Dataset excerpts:
= = = = =

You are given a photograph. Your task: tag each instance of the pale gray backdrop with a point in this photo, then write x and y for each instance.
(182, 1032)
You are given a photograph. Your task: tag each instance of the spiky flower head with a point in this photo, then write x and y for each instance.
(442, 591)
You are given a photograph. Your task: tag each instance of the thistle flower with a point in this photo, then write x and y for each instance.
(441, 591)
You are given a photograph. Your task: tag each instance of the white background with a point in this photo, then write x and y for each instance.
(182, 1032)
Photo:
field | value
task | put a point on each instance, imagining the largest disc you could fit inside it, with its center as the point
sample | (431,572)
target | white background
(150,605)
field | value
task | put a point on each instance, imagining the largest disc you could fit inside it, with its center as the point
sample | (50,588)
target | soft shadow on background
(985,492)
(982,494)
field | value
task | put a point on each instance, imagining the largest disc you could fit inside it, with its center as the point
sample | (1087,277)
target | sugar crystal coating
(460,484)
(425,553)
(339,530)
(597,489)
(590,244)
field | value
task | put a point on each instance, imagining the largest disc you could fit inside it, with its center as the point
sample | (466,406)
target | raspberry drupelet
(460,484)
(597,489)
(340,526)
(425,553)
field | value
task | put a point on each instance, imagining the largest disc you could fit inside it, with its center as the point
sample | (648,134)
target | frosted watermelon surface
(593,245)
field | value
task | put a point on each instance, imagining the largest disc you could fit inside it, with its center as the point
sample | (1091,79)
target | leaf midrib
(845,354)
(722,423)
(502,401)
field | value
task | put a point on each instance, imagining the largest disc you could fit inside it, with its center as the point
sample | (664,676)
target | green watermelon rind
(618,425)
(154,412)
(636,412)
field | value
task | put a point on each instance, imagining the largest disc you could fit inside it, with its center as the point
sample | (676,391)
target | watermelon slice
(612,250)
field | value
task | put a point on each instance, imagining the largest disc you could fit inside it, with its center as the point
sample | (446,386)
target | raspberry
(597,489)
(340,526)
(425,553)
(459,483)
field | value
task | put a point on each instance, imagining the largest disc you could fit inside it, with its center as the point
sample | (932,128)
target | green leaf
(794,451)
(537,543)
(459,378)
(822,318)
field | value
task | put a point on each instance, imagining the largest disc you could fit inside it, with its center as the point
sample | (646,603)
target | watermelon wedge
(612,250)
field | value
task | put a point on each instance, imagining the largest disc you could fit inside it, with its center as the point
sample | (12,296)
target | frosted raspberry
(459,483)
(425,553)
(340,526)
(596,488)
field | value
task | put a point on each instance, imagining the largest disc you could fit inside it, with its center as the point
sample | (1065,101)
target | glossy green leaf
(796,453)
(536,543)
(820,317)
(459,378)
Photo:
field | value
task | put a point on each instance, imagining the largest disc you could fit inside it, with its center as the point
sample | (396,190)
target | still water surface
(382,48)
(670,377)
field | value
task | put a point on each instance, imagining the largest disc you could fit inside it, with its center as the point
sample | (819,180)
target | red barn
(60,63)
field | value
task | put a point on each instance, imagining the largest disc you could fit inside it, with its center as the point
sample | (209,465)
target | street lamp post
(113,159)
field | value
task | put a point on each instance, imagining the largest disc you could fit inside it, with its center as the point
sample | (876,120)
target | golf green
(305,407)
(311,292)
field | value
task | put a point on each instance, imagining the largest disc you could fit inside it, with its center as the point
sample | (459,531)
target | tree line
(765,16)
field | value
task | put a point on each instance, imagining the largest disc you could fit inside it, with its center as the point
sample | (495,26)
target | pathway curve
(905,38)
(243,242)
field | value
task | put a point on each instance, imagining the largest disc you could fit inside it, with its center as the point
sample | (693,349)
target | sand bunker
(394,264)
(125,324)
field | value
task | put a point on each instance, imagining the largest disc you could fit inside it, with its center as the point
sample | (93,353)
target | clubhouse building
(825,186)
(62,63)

= = = = =

WHAT IS NEEDED: Retype all of the records above, keeping them identical.

EXERCISE ANSWER:
You are given a photograph. Your task: tag each instance of the pale gray backdrop with a point in this photo, then write x and y for each instance.
(182, 1032)
You are given a photograph. Your task: tag each instance of the spiky flower head with a point in this photo, then write x and y for each instance.
(442, 591)
You are given a photograph. Your task: tag each instance of the thistle flower with a point in this photo, then write x and y for each instance.
(441, 591)
You are given a photograph. Your task: tag each instance of the white background with a point in this photo, then write x and y for each instance.
(182, 1032)
Photo:
field | value
task | put a point on each instance, imagining the largest disc you could fit inside it, with its center as the point
sample | (431,572)
target | white background
(150,605)
field | value
task | put a point on each instance, imagining the largest disc you could fit inside it, with its center as the point
sample | (50,588)
target | soft shadow on background
(985,492)
(982,494)
field | value
task | put a point on each instance, imagining the largest disc you could fit inside it, with its center as the point
sample | (1087,277)
target | sugar crystal coating
(460,484)
(425,553)
(339,530)
(597,489)
(590,244)
field | value
task | put a point on each instance, imagining the largest disc you could fit inside it, with its center as the point
sample | (466,406)
target | raspberry drupelet
(460,484)
(597,489)
(340,526)
(425,553)
field | value
task | put a point on each instance, imagining the largest disc you could fit inside it, with its center as the point
sample | (648,134)
target | frosted watermelon surface
(593,245)
field | value
task | put a point on each instance, imagining the largest disc you could fit inside it, with its center as the point
sample | (1091,79)
target | leaf midrib
(845,354)
(722,423)
(502,401)
field | value
task | put a point on each instance, imagining the largest disc you could fit inside it, with its center as the point
sample | (664,676)
target | green watermelon rind
(618,425)
(154,412)
(636,412)
field | value
task | put a point on each instance, imagining the largest disc you could fit inside it, with its center as the point
sample | (676,391)
target | watermelon slice
(612,250)
field | value
task | put a point on each instance, imagining the largest disc you could fit inside it, with its center as the point
sample | (446,386)
target | raspberry
(597,489)
(340,526)
(425,553)
(459,483)
field | value
task | put a point on each instance, imagining the largest disc you could fit inside it, with its center as the point
sample | (932,128)
target | green leaf
(794,451)
(537,543)
(459,378)
(822,318)
field | value
task | put a point on each instance, imagining the largest disc you could fit inside it, with its center as the point
sample | (646,603)
target | watermelon wedge
(612,250)
field | value
task | put a point on each instance, imagining the largest disc you could fit inside it, with its center as the point
sample | (12,296)
target | frosted raspberry
(459,483)
(425,553)
(340,526)
(596,488)
field | value
task | put a point on each instance, imagining the largest disc you could fit inside it, with its center as the point
sample | (1065,101)
target | glossy green leaf
(796,453)
(536,543)
(820,317)
(459,378)
Photo:
field | value
task | put a point on each instance, imagining the largest disc you could fit inside it, with its center as the point
sample | (396,190)
target | still water surface
(382,48)
(670,377)
field | value
task | put a point on each instance, imagining the largest disc you could fit inside it, with its center as the point
sample | (819,180)
target | red barn
(60,63)
field | value
task | put a point on each instance, imagining the largest disc you could fit inside it, with its center as the point
sample | (209,465)
target | street lamp post
(113,159)
field | value
task | put a point on each instance, imagining the largest disc you could fit inside it, with its center as the point
sample | (876,120)
target | golf green
(305,407)
(311,292)
field | value
task | put a point on each instance, imagining the largest disc you could fit inside it, with its center as the point
sample | (459,531)
target | tree line
(765,16)
field | value
task | put a point on each instance, imagining the largest disc you could fit inside it, with its center as the point
sample | (495,26)
target | pathway curve
(905,38)
(243,242)
field | value
task | put a point on each instance, imagining the largest disc you could fit inside it, with its center as the point
sample | (693,349)
target | sand bunker
(394,264)
(125,324)
field | value
task | put a point on each instance, imagining the largest disc you could fit inside it, with its center as the point
sample | (93,353)
target | clubhouse building
(825,186)
(62,63)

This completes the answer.